Object detection data

• • • • •

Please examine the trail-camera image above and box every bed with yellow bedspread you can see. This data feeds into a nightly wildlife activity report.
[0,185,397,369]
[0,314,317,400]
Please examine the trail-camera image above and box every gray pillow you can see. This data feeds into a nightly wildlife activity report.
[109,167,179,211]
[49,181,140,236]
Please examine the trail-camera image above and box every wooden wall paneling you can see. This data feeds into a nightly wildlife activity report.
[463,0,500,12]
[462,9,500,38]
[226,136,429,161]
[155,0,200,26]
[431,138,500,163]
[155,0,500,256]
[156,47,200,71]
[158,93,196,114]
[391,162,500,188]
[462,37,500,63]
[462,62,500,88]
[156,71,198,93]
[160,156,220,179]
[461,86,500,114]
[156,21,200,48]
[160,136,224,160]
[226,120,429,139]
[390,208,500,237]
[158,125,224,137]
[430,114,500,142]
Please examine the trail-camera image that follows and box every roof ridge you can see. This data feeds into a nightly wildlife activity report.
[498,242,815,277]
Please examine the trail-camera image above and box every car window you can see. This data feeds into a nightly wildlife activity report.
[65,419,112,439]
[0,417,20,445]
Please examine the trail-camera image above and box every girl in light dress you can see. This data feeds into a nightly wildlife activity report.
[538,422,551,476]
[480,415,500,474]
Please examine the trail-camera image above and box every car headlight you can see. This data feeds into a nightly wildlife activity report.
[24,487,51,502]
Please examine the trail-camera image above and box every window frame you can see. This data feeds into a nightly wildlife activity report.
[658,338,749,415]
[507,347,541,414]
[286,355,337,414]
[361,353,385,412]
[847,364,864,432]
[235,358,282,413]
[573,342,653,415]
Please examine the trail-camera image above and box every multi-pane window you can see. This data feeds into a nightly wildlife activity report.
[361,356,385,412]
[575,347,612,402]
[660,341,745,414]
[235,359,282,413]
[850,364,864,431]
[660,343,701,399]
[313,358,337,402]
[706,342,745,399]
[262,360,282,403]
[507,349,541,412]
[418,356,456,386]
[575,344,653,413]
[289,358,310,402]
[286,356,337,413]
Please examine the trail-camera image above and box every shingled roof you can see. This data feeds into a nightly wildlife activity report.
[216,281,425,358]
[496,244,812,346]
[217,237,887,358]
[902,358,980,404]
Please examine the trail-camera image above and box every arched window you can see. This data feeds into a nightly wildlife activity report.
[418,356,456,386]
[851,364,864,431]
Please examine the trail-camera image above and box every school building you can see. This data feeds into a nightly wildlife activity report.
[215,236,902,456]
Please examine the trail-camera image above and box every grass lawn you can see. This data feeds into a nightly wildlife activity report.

• • • • •

▶ _PROMPT_: Write out the lines from the line with "Please examine the trail-camera image above and box every girl" up to and including the line with "[573,342,653,415]", copying each one exactly.

▶ _EXPECTED ANSWER_:
Please examine the trail-camera image above and box every girl in light dress you can see. This data feeds into a nightly wildlife activity report.
[538,422,551,476]
[480,415,500,474]
Please examine the trail-camera image above and box every car headlight you can see. This data feeds into a nightly wildlife activity report.
[24,487,51,502]
Please examine the trail-camera image above and box every window frame you can see. This data feeds into a nightly wildlife activity report.
[658,338,749,415]
[507,347,541,414]
[286,355,337,414]
[361,353,385,412]
[847,364,864,432]
[235,358,282,413]
[573,342,653,415]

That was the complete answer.